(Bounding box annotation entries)

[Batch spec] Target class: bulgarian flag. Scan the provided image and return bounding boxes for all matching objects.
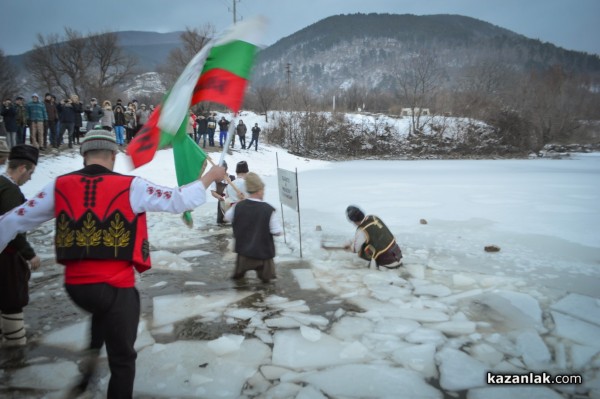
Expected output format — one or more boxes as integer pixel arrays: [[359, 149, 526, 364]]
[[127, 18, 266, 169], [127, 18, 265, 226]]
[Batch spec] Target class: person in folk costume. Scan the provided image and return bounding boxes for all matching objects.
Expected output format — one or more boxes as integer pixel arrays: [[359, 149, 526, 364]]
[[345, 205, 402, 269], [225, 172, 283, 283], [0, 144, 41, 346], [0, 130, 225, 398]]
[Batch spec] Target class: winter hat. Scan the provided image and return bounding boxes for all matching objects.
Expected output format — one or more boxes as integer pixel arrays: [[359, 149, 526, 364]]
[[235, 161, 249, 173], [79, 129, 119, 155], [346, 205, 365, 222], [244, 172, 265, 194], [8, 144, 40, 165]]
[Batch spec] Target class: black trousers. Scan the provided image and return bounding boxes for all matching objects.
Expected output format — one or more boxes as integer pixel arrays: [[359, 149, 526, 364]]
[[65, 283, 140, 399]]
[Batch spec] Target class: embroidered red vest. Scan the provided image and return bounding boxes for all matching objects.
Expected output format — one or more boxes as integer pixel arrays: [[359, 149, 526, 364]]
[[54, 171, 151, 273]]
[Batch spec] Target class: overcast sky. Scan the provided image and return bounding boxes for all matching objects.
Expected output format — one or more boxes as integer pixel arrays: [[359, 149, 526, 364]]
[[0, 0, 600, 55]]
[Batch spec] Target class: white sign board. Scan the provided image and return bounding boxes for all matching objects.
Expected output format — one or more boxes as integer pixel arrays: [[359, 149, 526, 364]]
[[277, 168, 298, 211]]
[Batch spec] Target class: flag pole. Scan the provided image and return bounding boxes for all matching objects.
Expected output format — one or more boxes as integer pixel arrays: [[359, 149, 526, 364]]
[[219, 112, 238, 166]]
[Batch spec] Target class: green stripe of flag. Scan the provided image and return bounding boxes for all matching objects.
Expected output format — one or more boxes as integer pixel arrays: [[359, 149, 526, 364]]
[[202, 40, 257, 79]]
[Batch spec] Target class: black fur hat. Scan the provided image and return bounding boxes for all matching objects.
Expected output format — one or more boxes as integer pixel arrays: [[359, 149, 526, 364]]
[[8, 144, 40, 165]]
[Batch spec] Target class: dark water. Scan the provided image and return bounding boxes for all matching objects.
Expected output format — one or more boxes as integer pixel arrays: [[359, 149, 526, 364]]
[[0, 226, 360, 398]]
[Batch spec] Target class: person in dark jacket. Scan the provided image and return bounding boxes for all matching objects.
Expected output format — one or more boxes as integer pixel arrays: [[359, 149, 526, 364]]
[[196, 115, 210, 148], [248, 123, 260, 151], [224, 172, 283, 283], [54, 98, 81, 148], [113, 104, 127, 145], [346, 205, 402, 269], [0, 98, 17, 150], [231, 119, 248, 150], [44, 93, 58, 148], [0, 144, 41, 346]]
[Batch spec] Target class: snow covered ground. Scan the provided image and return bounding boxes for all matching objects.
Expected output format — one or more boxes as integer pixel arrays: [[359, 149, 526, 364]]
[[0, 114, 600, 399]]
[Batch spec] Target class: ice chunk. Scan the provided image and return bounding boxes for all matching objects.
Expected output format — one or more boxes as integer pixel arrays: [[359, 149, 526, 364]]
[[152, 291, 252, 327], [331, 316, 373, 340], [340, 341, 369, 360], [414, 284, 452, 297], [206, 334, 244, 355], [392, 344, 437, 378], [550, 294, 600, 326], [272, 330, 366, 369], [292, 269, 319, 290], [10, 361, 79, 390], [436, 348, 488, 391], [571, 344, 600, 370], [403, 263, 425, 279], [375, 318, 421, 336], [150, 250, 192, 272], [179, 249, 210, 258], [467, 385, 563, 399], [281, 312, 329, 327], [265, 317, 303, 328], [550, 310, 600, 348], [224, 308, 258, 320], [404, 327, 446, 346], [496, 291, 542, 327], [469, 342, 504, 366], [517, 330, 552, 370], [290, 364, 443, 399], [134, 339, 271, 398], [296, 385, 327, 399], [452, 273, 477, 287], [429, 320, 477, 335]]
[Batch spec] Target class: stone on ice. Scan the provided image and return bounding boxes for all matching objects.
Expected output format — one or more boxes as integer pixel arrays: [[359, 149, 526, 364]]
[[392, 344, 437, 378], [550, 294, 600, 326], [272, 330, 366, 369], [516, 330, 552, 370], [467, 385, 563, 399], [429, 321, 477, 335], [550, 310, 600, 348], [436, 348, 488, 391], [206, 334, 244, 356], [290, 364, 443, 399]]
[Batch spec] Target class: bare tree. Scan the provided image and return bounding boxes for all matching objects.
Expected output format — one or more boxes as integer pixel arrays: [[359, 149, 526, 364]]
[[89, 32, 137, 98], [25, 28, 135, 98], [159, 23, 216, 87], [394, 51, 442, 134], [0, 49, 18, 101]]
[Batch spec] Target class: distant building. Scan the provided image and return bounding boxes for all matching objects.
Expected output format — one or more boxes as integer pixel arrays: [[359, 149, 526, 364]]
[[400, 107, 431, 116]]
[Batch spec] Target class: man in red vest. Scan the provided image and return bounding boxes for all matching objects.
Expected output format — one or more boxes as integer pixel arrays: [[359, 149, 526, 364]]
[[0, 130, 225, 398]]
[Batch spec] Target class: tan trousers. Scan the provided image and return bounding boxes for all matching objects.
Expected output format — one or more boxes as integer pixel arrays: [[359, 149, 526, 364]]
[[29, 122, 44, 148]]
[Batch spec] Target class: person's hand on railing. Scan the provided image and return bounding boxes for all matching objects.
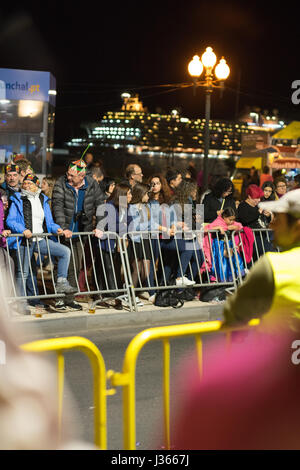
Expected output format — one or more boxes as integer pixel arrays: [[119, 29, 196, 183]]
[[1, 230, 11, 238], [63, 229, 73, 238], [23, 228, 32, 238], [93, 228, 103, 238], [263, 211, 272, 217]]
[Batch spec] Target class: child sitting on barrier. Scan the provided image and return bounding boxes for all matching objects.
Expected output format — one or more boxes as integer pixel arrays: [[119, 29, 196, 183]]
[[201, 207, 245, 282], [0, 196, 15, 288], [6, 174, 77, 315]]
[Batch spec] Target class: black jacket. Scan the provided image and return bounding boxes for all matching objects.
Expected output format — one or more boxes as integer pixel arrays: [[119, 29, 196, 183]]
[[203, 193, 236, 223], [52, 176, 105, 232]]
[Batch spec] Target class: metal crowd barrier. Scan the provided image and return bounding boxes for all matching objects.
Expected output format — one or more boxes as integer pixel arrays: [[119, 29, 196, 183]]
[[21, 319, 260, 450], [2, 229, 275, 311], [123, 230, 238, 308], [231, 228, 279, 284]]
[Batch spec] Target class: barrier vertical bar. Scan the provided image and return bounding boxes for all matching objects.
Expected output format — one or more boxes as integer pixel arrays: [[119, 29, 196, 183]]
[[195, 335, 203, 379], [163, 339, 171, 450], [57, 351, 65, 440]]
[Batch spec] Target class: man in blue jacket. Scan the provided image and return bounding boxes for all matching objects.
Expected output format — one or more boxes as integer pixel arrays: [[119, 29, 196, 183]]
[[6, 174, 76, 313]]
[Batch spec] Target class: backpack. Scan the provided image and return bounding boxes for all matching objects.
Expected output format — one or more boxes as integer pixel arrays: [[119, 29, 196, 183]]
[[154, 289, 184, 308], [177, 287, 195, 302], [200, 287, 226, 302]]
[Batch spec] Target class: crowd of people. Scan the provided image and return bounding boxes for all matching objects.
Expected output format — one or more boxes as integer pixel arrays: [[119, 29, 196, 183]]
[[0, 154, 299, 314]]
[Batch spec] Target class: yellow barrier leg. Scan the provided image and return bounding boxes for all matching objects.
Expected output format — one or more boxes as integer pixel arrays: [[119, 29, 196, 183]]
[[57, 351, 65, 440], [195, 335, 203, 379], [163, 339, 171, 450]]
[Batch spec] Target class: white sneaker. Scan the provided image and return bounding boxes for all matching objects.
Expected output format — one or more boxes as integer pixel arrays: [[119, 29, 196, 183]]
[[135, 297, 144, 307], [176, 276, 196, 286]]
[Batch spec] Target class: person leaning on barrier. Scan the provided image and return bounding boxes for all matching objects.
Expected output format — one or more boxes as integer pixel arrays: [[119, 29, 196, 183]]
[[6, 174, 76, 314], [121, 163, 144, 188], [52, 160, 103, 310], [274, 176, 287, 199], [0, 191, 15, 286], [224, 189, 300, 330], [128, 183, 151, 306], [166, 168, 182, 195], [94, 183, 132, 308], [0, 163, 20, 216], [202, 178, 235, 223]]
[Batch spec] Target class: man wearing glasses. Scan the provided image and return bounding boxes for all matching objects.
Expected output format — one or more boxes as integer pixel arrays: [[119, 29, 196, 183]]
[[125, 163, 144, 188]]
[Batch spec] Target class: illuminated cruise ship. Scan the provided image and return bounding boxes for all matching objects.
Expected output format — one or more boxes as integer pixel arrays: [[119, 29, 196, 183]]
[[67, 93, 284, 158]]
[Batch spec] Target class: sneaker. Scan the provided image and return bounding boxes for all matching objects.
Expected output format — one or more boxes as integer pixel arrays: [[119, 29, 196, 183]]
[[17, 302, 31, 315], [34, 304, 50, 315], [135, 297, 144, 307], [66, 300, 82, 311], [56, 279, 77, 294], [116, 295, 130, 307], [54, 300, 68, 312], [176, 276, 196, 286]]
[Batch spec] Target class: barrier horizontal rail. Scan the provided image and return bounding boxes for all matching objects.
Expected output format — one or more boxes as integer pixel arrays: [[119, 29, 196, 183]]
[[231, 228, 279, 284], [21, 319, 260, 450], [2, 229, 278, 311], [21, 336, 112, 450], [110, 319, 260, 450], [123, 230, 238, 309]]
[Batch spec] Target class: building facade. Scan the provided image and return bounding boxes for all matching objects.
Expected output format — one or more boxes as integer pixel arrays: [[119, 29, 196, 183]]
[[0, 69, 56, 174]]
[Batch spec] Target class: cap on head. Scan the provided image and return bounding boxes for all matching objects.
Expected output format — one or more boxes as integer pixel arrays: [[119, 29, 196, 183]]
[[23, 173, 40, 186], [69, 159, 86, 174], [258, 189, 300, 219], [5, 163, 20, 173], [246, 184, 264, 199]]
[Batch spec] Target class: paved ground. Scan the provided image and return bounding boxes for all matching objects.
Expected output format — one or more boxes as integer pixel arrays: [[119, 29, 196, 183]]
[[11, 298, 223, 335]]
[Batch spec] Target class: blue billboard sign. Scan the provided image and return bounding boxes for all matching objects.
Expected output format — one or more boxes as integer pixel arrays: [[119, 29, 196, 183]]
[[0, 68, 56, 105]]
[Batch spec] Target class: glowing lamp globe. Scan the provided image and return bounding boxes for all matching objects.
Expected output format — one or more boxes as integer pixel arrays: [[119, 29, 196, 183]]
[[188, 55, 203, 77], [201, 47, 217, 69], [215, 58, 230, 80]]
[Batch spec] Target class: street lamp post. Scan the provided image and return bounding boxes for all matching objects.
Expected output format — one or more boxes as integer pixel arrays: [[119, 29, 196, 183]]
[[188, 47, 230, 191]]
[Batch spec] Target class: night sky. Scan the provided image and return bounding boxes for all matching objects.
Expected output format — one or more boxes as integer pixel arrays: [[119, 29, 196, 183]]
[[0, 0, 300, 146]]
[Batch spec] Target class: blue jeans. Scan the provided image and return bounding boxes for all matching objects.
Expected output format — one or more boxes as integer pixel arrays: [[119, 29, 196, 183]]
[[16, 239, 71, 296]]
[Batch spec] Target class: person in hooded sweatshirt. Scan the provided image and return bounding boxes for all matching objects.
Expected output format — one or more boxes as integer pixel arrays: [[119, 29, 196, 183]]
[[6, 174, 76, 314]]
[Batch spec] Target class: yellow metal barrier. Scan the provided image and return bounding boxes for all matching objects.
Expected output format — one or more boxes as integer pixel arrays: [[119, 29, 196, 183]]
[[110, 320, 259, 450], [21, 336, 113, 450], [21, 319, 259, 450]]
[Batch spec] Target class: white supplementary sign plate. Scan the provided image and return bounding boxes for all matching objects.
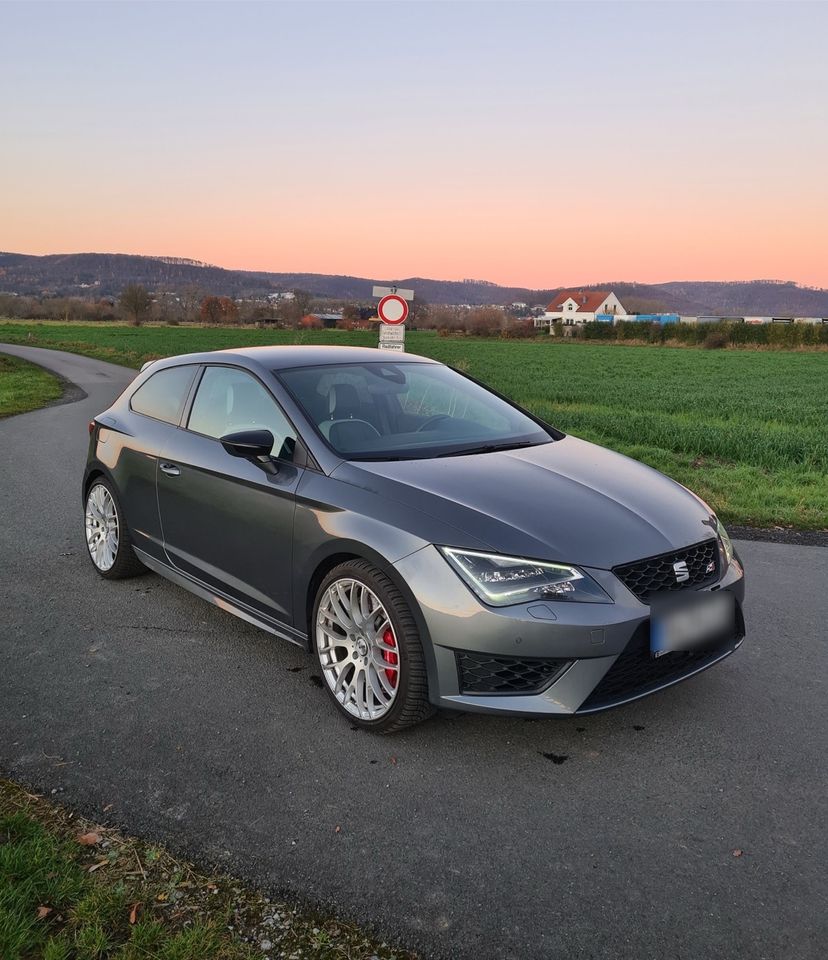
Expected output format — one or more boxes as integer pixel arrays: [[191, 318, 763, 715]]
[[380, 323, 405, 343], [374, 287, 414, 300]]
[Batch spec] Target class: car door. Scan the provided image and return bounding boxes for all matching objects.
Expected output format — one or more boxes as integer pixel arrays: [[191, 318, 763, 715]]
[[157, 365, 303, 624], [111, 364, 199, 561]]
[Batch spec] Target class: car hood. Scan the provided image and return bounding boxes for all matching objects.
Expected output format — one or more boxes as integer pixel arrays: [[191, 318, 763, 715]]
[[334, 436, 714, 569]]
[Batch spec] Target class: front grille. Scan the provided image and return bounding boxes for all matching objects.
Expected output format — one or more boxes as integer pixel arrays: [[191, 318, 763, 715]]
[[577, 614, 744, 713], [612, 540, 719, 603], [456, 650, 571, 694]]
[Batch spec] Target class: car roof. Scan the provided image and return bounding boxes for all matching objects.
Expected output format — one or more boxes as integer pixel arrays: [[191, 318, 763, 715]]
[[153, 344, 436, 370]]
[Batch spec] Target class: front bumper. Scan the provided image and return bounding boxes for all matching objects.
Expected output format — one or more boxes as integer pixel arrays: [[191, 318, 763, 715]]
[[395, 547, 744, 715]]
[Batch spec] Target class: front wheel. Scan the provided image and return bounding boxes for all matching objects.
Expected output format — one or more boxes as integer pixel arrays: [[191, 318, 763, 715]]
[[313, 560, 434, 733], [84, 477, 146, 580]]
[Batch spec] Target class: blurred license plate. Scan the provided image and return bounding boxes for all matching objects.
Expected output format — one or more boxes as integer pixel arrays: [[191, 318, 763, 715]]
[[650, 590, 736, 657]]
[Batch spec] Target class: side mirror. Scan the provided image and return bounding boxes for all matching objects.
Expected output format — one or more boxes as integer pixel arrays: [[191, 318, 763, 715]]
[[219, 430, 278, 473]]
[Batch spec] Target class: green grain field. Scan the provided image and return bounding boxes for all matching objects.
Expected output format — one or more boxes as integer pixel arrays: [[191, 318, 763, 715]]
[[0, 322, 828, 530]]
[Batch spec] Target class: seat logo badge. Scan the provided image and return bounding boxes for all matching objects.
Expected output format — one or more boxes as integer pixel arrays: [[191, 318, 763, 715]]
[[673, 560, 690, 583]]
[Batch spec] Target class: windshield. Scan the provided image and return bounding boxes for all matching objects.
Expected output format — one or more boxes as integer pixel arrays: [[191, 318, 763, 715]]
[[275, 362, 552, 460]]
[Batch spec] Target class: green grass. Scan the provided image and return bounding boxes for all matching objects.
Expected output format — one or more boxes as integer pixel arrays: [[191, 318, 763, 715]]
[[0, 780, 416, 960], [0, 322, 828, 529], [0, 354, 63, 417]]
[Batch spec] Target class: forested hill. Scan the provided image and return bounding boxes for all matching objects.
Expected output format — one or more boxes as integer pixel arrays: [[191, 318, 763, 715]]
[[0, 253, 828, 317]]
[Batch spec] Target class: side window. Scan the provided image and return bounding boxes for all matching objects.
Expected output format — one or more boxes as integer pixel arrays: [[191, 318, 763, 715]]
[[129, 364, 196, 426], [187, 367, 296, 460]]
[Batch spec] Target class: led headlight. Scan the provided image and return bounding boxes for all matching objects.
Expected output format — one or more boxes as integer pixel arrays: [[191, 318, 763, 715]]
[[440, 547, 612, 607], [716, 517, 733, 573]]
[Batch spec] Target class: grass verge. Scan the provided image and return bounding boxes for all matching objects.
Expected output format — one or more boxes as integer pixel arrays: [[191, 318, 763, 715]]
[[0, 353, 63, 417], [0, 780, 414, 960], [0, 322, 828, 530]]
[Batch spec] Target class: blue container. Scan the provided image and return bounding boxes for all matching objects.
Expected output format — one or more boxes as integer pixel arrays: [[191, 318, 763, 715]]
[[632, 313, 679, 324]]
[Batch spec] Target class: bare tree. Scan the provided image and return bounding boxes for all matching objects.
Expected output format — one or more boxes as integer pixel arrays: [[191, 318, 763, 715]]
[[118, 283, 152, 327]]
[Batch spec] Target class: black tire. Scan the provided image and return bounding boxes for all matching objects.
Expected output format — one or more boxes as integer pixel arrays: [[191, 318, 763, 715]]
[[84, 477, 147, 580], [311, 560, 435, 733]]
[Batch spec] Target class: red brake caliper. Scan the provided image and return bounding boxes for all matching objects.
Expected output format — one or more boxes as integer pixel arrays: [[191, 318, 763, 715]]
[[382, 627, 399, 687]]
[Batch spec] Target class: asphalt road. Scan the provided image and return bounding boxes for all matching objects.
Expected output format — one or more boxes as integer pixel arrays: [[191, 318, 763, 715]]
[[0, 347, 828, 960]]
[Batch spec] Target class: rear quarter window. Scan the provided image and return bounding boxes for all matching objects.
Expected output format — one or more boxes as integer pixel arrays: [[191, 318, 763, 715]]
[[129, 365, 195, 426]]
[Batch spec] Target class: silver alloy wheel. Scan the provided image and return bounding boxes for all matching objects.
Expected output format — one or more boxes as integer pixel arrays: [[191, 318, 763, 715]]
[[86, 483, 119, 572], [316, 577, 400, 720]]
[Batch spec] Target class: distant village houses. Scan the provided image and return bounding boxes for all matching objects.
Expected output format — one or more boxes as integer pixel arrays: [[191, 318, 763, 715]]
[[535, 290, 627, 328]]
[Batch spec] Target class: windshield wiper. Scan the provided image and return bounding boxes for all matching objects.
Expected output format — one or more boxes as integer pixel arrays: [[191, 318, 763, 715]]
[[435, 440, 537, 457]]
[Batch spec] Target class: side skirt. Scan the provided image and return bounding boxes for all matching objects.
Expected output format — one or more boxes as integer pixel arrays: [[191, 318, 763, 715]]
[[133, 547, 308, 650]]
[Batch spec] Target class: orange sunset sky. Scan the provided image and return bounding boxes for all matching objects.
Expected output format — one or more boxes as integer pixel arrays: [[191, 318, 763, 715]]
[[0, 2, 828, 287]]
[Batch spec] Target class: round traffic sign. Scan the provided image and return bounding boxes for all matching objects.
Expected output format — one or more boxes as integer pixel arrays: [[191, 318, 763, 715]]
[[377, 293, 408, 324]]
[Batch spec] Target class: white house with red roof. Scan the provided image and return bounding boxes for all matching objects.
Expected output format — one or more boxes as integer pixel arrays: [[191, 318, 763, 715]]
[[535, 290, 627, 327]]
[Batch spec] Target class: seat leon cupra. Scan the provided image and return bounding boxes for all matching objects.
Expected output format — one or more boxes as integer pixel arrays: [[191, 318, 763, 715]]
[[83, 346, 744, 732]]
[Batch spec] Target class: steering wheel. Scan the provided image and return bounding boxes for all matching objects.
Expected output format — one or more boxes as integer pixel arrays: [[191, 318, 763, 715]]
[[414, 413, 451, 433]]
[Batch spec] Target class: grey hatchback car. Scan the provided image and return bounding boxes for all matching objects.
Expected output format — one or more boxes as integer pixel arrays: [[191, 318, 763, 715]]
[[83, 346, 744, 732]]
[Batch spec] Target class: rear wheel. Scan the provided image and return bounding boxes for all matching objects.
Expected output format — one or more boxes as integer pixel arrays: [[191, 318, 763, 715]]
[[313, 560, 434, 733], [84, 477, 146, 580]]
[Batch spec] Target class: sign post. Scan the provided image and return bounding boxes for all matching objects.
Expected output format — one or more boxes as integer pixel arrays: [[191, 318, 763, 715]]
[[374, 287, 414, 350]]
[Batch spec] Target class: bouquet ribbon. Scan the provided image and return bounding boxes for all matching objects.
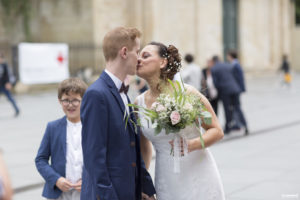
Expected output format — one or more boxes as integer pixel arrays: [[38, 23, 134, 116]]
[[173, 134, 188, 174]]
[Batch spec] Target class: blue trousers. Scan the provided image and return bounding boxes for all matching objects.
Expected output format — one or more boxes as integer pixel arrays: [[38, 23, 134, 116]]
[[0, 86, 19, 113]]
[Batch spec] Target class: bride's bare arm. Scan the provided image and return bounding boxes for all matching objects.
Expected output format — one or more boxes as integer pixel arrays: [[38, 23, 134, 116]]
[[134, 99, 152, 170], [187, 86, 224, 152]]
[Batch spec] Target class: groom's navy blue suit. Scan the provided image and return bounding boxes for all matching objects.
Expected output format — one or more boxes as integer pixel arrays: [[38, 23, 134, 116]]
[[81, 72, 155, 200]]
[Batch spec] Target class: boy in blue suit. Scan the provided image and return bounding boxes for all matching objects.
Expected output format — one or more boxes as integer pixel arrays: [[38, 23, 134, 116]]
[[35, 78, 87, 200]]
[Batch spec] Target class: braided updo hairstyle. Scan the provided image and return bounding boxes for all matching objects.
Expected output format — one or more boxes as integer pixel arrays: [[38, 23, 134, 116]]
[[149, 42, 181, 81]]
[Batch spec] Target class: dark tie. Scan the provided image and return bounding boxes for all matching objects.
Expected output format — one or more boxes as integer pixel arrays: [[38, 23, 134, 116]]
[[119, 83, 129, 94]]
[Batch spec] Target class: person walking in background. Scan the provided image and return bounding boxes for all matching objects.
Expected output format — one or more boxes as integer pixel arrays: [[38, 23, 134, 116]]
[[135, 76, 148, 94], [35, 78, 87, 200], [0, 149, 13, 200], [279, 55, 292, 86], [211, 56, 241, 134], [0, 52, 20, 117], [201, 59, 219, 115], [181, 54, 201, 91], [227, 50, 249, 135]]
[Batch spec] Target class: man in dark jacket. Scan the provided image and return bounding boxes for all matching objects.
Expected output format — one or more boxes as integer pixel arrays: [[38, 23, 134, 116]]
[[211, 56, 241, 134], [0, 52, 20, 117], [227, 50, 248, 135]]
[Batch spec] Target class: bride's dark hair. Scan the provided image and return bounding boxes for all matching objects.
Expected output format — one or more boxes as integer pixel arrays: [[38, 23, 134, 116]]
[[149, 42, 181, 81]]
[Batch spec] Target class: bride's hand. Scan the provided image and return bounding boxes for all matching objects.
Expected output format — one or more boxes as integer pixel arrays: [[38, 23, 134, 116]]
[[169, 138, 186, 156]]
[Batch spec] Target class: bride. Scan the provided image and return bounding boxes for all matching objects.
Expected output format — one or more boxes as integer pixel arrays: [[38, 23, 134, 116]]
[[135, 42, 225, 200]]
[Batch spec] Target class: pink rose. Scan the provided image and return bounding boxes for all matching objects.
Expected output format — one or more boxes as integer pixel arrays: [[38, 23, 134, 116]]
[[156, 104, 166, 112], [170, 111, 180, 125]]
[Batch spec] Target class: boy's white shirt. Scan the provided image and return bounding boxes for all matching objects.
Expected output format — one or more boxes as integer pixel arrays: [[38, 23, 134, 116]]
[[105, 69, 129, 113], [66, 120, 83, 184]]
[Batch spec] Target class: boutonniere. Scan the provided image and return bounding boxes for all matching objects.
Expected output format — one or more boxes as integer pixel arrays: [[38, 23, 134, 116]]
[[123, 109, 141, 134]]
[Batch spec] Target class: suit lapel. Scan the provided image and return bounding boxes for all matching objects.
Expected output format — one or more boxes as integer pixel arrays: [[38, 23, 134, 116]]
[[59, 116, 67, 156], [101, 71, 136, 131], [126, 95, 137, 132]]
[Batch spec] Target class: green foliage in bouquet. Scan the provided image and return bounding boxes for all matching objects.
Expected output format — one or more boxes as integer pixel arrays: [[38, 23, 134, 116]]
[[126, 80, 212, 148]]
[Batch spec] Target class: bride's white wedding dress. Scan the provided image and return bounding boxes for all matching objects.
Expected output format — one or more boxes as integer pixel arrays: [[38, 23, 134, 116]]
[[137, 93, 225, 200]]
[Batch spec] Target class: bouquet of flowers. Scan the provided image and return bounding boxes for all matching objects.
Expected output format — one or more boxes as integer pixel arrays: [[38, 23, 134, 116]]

Exercise goal
Please write out the lines of the records above, beginning at the line that has "[Batch spec] Target class: groom's" and stopping after the line that has "[[119, 83, 129, 94]]".

The solution
[Batch spec] Target class: groom's navy blue suit. Scan the provided image and return bounding boxes for all matching objects.
Expected output format — one or more boxes as integer pixel arrays: [[38, 23, 134, 116]]
[[81, 72, 155, 200]]
[Batch spec] Target class: boy in blue suit. Scan the provided image and return bounding boxes for all matching objects.
Expected output format — one or more boxes as integer pixel arrays: [[38, 23, 134, 116]]
[[35, 78, 87, 200]]
[Batch spec] Target class: braided updo hairstyle. Scan the provided image and return bounding boxes for all matching objects.
Expected output format — one or more boxes as integer pixel arrays: [[38, 23, 134, 116]]
[[149, 42, 181, 81]]
[Batch spec] Target class: dark tie. Scan the provided image and return bounding boxes for all matching objects.
Expected output format — one or more boxes as integer pixel arrays: [[38, 23, 134, 116]]
[[119, 83, 129, 94]]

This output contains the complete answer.